== Document segment
Drought May Turn Millet Into American Staple Food

The only time most people in the US see put millet when they put it in the birdfeeder, but University of California, Berkeley researcher Amrita Hazra says we ought to start eating it ourselves.

Hazra and her colleagues on the Millet Project are cultivating millets, testing millet recipes, and offering samples of millet-based products at local food events and exhibits.

Millet is a grain crop that’s been a staple food for humans in many parts of the world. In the United States, millet varietiess are mostly used in grain mixes for various kinds of birds, and they’re also forage crops for cattle and poultry.

Today, despite being lesser known in Western society, millets are widely cultivated and consumed in many countries in Africa (Ethiopia, Tanzania, Nigeria) and Asia (India, China).

Before the popularity of rice, corn, and wheat, millet was a staple food, especially in the semi-arid regions of South and East Asia, Africa, and parts of Europe. In China, records of domestication of foxtail millet and proso millet date back to approximately 10,000 years ago.

Inherently Drought-tolerant

The five millet species commonly grown as commercial crops ar:

    • Proso
    • Foxtail
    • Pearl
    • Japanese barnyard
    • Browntop

There are also many other types.

The drought in California is in its fourth year and has brought growers, consumers, policymakers, and food activists together. Millets are robust dryland crops—many millet varieties are inherently drought-tolerant.

Millets also are nutritious whole grains that are gluten-free. Different members of the millet family contain different portfolios of nutrients—millet grains often contain lower carbohydrates as compared to rice, corn, or wheat, and higher levels of proteins, fiber, and certain minerals such calcium, magnesium, phosphorous, and iron.

Millets can be grown from seed quite easily at higher temperatures, can grow in skeletal soils and seldom require synthetic fertilizers. They have a short growing period of 100 to 110 days from seed to grain, and as a result are commonly used as rotation crops between the growth of the other crops. Most millet grains are not easily affected by storage pests.

Is California The Perfect Place To Grow Millets?

California is in a drought. Given that a large percentage of the state’s water goes toward agriculture, growing drought-tolerant crops such as millets is a natural first step to diversify agriculture.

The idea is to have small portions of a variety of foods to keep a sustained intake of nutrients and micronutrients. But in the United States, growers are mainly cultivating monocultures of a few types of crops, and this is reflected on supermarket shelves and on our plates—big portions of a very small variety of food crops.

Introducing diversity in agriculture in California will be a big step and a model for changing the mindsets of growers and consumers in other parts of the country.

The movement has begun—the United Nations recently noted that 2016 will be the “International Year of the Pulses” (beans, peas, lentils, and chickpeas), the UN’s Food and Agriculture Organization declared quinoa as the grain of the year in 2013, and the Whole Grains Council has celebrated millet and teff (a cereal grain native to northeastern Africa, also a minor millet) as a grain of the month.
====
== Data section
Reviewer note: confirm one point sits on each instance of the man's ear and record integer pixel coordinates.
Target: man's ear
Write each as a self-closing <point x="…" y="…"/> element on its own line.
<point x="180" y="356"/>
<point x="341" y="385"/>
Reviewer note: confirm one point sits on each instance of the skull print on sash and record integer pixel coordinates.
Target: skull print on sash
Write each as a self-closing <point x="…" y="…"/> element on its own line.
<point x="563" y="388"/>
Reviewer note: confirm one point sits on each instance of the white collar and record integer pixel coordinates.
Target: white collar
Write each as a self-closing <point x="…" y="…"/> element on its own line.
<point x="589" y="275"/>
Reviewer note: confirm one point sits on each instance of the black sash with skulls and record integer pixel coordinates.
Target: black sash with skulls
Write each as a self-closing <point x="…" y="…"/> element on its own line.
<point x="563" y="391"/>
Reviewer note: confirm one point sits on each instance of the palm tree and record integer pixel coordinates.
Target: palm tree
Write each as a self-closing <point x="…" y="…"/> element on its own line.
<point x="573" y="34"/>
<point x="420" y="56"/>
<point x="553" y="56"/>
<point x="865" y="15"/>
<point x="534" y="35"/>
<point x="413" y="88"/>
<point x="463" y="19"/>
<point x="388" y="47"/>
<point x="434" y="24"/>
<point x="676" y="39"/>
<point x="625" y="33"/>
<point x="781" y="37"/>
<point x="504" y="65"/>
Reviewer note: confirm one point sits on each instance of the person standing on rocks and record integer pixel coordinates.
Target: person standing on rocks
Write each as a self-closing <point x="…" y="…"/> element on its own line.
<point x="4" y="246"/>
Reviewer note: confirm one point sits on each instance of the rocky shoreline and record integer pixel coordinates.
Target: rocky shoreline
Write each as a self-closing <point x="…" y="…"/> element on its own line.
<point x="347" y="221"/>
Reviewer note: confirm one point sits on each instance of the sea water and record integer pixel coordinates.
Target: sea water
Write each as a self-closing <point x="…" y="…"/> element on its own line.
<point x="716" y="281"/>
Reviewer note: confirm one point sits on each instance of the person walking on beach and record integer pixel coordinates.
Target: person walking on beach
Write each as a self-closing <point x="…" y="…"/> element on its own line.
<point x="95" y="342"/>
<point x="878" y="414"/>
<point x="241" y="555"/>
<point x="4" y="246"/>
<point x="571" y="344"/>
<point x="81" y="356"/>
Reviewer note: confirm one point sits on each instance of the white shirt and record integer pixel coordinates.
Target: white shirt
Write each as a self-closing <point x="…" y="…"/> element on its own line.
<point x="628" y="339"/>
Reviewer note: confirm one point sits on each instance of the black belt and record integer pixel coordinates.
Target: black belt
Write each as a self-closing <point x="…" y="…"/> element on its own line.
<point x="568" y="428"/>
====
▸ **Tasks and exercises**
• a. According to the millet article, how long is millet's growing period from seed to grain?
• b. Print the millet article from "Drought May Turn" to "eating it ourselves.".
The listing comes from a separate source.

▸ **Answer section**
• a. 100 to 110 days.

• b.
Drought May Turn Millet Into American Staple Food

The only time most people in the US see put millet when they put it in the birdfeeder, but University of California, Berkeley researcher Amrita Hazra says we ought to start eating it ourselves.